What the task asks:
The "Subject = cream painted scale" line through the end of the listing below is what to set down, word for word, and nothing else.
----- Given data -----
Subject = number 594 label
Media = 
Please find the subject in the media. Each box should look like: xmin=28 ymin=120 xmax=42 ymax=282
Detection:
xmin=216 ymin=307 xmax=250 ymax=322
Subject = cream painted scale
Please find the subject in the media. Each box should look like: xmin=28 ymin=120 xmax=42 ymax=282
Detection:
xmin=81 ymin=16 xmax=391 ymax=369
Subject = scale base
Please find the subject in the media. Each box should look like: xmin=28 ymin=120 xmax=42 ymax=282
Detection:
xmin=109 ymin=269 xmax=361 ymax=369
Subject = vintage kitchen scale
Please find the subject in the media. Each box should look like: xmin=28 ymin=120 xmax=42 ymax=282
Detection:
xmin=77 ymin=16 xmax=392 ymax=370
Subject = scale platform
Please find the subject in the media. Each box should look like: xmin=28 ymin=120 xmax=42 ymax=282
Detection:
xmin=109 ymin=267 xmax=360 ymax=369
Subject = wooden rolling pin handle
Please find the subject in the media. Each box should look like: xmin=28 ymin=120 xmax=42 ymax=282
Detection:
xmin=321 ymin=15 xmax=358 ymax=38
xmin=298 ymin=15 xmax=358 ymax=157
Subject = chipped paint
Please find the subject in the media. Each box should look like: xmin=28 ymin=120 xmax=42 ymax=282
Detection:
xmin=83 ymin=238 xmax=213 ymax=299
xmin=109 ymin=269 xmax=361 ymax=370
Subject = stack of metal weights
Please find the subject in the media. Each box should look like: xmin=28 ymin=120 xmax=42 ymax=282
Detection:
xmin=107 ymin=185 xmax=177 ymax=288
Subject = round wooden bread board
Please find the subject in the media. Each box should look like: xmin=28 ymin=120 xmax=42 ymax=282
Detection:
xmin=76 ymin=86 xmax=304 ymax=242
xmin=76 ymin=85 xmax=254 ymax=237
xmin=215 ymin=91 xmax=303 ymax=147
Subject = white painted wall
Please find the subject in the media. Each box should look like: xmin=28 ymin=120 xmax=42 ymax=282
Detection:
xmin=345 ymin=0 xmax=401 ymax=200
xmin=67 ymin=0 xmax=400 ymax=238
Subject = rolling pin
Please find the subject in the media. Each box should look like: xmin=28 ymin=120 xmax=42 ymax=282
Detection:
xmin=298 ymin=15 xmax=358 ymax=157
-----
Solution for this task:
Subject = cream painted scale
Please find the subject in the media. Each box should look like: xmin=28 ymin=120 xmax=42 ymax=282
Detection:
xmin=81 ymin=16 xmax=391 ymax=369
Subject = scale base
Please find the subject in the media. Each box should look like: xmin=28 ymin=120 xmax=42 ymax=282
Detection:
xmin=109 ymin=269 xmax=361 ymax=369
Subject = vintage kitchen scale
Please find the subject in the media. Each box should look like: xmin=28 ymin=120 xmax=42 ymax=282
Detection:
xmin=77 ymin=16 xmax=392 ymax=370
Subject = scale platform
Please find the subject in the media. Each box should look like: xmin=28 ymin=120 xmax=42 ymax=282
Detection:
xmin=109 ymin=267 xmax=360 ymax=369
Subject = wooden rolling pin handle
Please find the subject in the media. Each box should look like: xmin=28 ymin=120 xmax=42 ymax=282
Detection:
xmin=321 ymin=15 xmax=358 ymax=38
xmin=298 ymin=15 xmax=358 ymax=157
Subject = chipped paint
Please find the subject in the media. Each box should look like: xmin=28 ymin=120 xmax=42 ymax=282
Detection:
xmin=83 ymin=238 xmax=213 ymax=299
xmin=109 ymin=269 xmax=361 ymax=370
Subject = stack of metal weights
Please find the subject in the media. Each box should look like: xmin=28 ymin=120 xmax=42 ymax=282
Detection:
xmin=107 ymin=185 xmax=177 ymax=288
Subject = round wooden bread board
Please find the subject in the media. Each box should look like: xmin=28 ymin=120 xmax=42 ymax=282
Detection:
xmin=76 ymin=86 xmax=304 ymax=242
xmin=76 ymin=85 xmax=254 ymax=237
xmin=215 ymin=91 xmax=303 ymax=147
Subject = white painted wall
Please find the subject in the media. Each box should look like: xmin=28 ymin=120 xmax=42 ymax=282
Detection:
xmin=345 ymin=0 xmax=401 ymax=200
xmin=67 ymin=0 xmax=400 ymax=238
Subject = rolling pin
Please find the subject in the media. Each box should look like: xmin=28 ymin=120 xmax=42 ymax=282
Detection:
xmin=298 ymin=15 xmax=358 ymax=157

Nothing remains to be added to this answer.